Excerpts from a dataset:
******

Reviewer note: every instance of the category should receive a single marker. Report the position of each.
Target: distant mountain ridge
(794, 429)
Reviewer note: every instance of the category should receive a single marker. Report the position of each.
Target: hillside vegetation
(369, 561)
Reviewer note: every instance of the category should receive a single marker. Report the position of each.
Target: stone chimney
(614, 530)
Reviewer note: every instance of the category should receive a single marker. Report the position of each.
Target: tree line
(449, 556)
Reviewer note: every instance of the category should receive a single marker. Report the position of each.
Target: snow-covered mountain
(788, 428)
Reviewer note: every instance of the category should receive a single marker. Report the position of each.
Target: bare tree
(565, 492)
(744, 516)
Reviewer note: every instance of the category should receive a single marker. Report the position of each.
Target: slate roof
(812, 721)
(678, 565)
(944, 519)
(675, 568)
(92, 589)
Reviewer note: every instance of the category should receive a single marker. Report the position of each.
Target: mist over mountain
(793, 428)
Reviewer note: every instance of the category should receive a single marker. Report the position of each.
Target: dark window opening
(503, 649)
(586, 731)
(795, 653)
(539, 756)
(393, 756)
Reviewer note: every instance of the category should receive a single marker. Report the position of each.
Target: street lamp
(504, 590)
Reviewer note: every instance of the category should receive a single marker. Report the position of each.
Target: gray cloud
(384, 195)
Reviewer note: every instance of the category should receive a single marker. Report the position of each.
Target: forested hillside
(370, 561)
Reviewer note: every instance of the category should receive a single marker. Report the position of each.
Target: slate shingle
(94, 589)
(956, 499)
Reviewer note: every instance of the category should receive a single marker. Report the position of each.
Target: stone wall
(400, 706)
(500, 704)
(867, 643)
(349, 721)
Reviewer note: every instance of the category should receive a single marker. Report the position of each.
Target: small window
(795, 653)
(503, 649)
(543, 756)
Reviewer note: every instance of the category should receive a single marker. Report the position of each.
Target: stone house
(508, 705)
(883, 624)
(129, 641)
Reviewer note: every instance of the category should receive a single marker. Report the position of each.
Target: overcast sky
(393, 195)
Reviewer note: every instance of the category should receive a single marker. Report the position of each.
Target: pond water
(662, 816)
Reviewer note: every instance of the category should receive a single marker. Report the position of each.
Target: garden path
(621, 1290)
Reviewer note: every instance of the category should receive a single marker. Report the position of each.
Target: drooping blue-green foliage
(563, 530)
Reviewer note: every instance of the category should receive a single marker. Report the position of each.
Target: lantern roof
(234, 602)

******

## The task
All of the entries above need to be reproduced verbatim.

## Answer section
Reviewer note: every instance of the category should receive a single marker. Report the position of each.
Target: distant mountain ridge
(794, 429)
Reviewer note: every instance of the category should receive a single marker. Report the position of each.
Target: hillside vegetation
(369, 561)
Reviewer note: every instance of the category should receive a single marker. Report the position of each.
Target: stone chimney
(614, 530)
Reviewer note: every instance of the category should receive a single marker. Report the position of each.
Target: tree line
(449, 556)
Reviewer note: every instance of the category should receive a single marker. Report the position of each.
Target: snow-covered mountain
(788, 428)
Reviewer note: every instance of the category should receive a single marker. Report the position of each.
Target: bare tree
(565, 492)
(744, 516)
Reviewer note: every instance of the category should receive a single marker. Report the position of each.
Target: slate roof
(812, 721)
(678, 565)
(944, 519)
(675, 568)
(92, 589)
Reviewer note: every instance of the category should receive a single marker. Report the position of each.
Target: mist over mountain
(793, 428)
Reviewer note: every instance of the category should receive a single marker. Report the position of each.
Target: dark window opening
(503, 649)
(586, 731)
(795, 653)
(539, 756)
(393, 756)
Reviewer note: every instance of the category should receive a single marker. Report the position of each.
Target: street lamp
(504, 590)
Reviewer note: every instance of the category should receive a single marker. Report the position of each.
Target: gray cloud
(384, 195)
Reviewer note: every instance of the category should receive a single marker. Report the position of each.
Target: forested hillside
(370, 561)
Reviewer note: every instance of the category should receive a single marker. Report the position of each.
Target: slate shingle
(94, 589)
(956, 499)
Reviewer note: every instance of the category should receive a single marker. Report the position of each.
Target: stone wall
(400, 706)
(500, 704)
(867, 643)
(349, 721)
Reviewer note: every instance of the category should receive a single marker. Report the position of each.
Target: small window
(795, 653)
(503, 649)
(543, 756)
Reviewer note: every instance of the category should receive a single marker. Report the position of each.
Target: stone house
(508, 705)
(883, 624)
(129, 641)
Reviewer note: every instance of the category should receive a single marker. Report the position of each.
Target: overcast sky
(393, 195)
Reviewer note: every instance of the category should receive a single marker. Report the position of each.
Target: pond water
(662, 816)
Reviewer note: every instance of the category should receive a single marker. Report the position of each.
Target: garden path
(621, 1290)
Reviewer note: every instance of the category should receive a single marker. Report the position of each.
Target: drooping blue-green foliage
(563, 530)
Reviewer note: every instance of the category should receive a single marker. Report the position of each.
Target: lantern roof
(234, 602)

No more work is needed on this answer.